Dass Prandelli bei der Kaderzusammenstellung auf ein 3-5-2-System geschielt haben kann, wurde bereits oben erwähnt. Gestützt wird die These wenn man einen Blick auf die Außenpositionen wirft. So sind zum Beispiel Atlantas Schelotto und Giaccherini von Juventus, zwei der vier Teamneulinge, Optionen auf den Außenbahnen in einer 3-5-2-Formation und hätten in anderen Systemen wohl auf allen anderen Positionen keine Chance auf den EM-Zug aufzuspringen. Für den 23-jährigen gebürtigen Argentinier Schelotto wird es auch so schon eine nahezu unmögliche Aufgabe, hat er mit Abate und Maggio doch zwei der besten Rechtsverteidiger der Serie A vor sich. Auf der gegenüberliegenden Seite könnte Prandelli durchaus darauf spekulieren nur Crisito mitzunehmen, da es wie bereits erwähnt mit Chiellini einen durchaus zuverlässigen Ersatzmann geben würde und den freigewordenen Kaderplatz an einen polyvalenten Spieler weiterzugeben – zum Beispiel Giaccherini. Durch das Sieb würde dann Federico Balzaretti von US Palermo fallen.

IHRE AUFGABE = Fassen Sie den Textauszug über Prandellis Kaderzusammenstellung in zwei Sätzen zusammen.

ANGEZEIGTE ZEILEN =
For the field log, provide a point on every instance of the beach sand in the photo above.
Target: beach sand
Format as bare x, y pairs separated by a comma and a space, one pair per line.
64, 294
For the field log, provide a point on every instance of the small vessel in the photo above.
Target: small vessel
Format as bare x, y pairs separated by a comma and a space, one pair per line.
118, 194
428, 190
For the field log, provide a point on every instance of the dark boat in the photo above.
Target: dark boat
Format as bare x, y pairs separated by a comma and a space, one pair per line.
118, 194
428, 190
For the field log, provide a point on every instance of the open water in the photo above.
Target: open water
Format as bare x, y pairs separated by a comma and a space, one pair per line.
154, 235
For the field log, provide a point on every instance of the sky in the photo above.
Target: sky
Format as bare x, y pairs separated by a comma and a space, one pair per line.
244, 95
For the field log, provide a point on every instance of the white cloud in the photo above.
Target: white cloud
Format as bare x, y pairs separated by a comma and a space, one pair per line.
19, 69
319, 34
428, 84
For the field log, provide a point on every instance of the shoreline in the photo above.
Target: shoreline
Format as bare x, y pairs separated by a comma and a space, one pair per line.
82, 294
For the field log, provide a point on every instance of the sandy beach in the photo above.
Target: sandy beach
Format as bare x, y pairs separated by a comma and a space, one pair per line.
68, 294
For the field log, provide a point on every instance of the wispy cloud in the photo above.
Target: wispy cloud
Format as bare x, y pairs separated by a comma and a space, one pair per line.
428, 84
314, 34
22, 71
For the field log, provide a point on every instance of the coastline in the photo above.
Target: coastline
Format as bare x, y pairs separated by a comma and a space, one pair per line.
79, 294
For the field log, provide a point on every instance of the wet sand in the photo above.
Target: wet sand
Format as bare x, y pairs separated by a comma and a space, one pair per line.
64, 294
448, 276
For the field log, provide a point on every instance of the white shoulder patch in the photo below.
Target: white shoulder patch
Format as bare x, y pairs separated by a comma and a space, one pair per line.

LÖSUNG = Die Berufung der Außenspieler Schelotto und Giaccherini stützt die These, dass Prandelli bei der Kaderzusammenstellung auf ein 3-5-2-System geschielt haben kann, denn beide wären in anderen Systemen wohl chancenlos gewesen. Schelotto hat mit Abate und Maggio zwei der besten Rechtsverteidiger der Serie A vor sich, während Prandelli auf der Gegenseite einen Kaderplatz an einen polyvalenten Spieler wie Giaccherini vergeben könnte, wodurch Federico Balzaretti durch das Sieb fiele.